Selecteer in de records hieronder elke regel waarin de tekenreeks "couple" voorkomt en neem die regels over, waarbij hoofdletters en kleine letters verschil maken.
◇ ◇ ◇
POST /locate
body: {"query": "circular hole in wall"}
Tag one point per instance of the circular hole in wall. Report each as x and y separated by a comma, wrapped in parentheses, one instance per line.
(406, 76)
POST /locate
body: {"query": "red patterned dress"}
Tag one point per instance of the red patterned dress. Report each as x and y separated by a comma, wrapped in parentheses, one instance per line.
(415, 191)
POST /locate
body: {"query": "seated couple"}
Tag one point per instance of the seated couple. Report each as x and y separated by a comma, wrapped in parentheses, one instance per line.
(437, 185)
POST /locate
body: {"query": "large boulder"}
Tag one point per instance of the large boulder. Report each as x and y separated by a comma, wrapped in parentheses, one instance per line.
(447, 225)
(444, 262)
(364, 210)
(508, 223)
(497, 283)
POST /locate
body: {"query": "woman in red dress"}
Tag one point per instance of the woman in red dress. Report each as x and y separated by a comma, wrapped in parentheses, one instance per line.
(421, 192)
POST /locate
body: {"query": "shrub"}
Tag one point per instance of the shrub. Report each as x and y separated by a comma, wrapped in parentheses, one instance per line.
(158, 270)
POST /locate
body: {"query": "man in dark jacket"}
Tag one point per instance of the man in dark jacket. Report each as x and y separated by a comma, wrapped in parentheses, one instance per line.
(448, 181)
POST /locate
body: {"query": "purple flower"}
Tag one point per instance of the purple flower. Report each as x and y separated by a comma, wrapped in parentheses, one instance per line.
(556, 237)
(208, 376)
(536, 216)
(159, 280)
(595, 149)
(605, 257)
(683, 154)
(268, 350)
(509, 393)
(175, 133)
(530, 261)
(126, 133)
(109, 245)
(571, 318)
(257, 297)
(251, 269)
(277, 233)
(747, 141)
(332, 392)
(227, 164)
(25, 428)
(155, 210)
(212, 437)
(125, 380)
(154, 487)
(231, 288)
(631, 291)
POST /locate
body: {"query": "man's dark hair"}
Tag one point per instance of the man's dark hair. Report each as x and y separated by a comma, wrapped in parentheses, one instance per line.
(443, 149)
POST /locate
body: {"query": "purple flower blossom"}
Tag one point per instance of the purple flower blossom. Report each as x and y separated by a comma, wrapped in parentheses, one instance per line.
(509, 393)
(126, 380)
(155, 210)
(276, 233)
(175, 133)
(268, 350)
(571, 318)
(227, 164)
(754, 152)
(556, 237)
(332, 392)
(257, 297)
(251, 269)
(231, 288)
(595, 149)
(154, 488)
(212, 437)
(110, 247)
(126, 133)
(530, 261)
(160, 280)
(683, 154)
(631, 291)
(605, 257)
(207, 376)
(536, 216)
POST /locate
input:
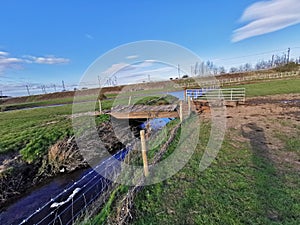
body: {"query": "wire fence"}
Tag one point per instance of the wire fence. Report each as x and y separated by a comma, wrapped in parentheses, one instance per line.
(80, 194)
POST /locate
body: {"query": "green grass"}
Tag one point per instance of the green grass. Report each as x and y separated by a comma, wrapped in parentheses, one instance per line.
(31, 132)
(273, 87)
(242, 186)
(39, 103)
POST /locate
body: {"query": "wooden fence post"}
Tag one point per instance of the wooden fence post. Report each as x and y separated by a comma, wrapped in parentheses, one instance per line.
(100, 106)
(144, 153)
(189, 103)
(129, 101)
(180, 111)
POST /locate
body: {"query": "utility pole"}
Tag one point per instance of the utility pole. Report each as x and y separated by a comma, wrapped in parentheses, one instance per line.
(272, 61)
(28, 90)
(63, 84)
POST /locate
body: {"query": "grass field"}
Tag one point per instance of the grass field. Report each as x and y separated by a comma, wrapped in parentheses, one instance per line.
(242, 186)
(32, 131)
(273, 87)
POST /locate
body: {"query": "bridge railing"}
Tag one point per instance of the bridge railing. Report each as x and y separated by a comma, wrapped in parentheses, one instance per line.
(210, 94)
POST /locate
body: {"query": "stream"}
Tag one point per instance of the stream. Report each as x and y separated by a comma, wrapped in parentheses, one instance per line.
(40, 195)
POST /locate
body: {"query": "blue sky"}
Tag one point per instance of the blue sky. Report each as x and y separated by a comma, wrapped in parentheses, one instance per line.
(44, 42)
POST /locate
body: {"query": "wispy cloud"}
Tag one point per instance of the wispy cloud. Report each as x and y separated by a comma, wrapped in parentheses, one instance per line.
(89, 36)
(47, 60)
(267, 16)
(8, 62)
(132, 57)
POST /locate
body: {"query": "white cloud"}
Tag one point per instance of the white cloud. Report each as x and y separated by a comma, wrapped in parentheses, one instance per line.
(7, 62)
(132, 57)
(3, 53)
(116, 67)
(47, 60)
(88, 36)
(266, 17)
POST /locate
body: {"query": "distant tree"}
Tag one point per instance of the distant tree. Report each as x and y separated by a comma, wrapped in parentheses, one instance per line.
(233, 70)
(221, 70)
(247, 67)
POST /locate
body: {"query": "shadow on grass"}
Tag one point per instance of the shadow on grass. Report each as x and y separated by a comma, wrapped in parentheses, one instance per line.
(272, 198)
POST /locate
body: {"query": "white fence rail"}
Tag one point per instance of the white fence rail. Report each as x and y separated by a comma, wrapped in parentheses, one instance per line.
(228, 94)
(214, 82)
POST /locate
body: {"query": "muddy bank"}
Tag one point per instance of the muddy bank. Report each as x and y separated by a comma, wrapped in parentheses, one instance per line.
(18, 176)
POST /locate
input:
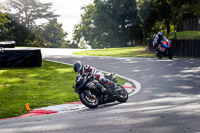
◇ ◇ ◇
=== Oplossing ===
body: {"query": "seated couple"}
Tag one point per instance of the seated couple. Report each as x and y separated by a comma, wrapped in parentheses, one instance per line.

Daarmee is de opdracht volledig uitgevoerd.